[start]

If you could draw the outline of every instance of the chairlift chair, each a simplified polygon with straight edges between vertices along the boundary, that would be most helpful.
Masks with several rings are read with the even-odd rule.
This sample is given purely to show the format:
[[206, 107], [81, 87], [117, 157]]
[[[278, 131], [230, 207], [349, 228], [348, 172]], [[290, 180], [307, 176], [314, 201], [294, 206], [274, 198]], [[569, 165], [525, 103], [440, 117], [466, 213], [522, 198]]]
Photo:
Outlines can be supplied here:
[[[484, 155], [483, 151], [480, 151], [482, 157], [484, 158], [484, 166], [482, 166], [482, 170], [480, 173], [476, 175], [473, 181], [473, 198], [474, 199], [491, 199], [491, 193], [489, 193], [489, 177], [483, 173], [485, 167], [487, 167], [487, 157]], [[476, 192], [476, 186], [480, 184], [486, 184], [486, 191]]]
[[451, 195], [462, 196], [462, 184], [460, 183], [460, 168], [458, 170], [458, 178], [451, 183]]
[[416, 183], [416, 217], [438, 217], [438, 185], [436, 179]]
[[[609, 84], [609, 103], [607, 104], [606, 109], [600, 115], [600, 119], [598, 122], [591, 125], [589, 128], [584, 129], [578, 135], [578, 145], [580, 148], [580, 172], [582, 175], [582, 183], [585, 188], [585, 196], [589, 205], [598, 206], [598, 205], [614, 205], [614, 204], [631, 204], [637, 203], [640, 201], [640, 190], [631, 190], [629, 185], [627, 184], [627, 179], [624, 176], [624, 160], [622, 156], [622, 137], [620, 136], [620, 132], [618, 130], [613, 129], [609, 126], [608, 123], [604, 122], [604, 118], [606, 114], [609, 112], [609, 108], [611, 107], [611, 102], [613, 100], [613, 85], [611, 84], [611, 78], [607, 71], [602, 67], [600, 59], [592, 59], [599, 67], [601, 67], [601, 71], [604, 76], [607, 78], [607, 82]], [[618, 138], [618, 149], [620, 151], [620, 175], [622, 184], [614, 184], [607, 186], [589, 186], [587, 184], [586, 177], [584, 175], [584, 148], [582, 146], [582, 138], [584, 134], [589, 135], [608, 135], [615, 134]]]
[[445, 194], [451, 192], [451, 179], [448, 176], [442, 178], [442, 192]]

[end]

- _YOUR TASK_: Pull out each line of the data that contains the word "with".

- _WORKED SOLUTION_:
If you could draw the outline of every instance of the chairlift chair, each a simplified polygon with straight edges between vertices along the boundary, that would be most helpful.
Masks with several rings are read with the even-odd rule.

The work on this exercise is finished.